Each line from the one that has "Pass this photo to locate to point out the partially" through the end of the entries below must be written out exactly; leave out all other lines.

(Region pointing data)
##########

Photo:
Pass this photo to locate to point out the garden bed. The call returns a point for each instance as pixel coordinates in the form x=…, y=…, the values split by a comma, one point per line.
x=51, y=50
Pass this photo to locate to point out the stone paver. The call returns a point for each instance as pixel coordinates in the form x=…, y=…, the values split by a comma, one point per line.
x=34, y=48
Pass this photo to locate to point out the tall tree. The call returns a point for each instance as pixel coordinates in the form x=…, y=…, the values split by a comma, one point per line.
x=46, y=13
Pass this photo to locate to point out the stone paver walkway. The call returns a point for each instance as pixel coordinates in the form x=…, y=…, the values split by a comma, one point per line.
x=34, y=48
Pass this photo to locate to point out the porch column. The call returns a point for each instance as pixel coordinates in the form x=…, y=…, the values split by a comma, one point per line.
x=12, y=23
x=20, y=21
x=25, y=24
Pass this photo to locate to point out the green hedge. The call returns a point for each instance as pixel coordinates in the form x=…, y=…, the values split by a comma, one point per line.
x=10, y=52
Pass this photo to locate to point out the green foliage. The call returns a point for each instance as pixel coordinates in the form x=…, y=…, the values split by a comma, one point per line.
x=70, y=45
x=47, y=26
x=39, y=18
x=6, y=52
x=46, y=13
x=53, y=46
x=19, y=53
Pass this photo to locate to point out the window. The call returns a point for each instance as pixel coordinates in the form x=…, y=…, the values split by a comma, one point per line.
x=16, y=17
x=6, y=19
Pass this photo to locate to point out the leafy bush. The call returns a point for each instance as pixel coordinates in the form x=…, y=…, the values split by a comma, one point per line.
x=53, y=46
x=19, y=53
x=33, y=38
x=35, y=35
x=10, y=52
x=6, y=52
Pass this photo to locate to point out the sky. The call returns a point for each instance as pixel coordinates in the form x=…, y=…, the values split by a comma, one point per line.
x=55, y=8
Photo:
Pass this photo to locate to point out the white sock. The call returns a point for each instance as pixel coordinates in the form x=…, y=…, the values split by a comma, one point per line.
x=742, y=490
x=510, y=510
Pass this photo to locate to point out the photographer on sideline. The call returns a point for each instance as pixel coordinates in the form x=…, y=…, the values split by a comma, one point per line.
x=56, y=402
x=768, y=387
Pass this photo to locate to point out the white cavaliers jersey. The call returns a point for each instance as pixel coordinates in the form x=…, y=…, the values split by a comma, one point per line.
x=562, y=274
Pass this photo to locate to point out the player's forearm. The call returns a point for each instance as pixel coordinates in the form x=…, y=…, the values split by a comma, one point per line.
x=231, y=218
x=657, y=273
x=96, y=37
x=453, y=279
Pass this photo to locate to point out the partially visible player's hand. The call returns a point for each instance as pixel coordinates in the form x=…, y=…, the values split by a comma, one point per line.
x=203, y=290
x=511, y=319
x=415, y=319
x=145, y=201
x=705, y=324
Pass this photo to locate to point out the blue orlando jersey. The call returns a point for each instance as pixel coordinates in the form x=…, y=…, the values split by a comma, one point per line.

##########

Expected output:
Pass this photo to locate to point out the partially visible player's hand. The call returns a point for each instance as pixel coordinates in the form x=…, y=…, the values split by a comma, one point per line.
x=203, y=290
x=511, y=319
x=415, y=319
x=145, y=201
x=705, y=324
Pass this photo to locate to point out the blue orlando jersey. The call returns a point for each instance as pixel coordinates in the form x=…, y=…, the values split by a comma, one point per line.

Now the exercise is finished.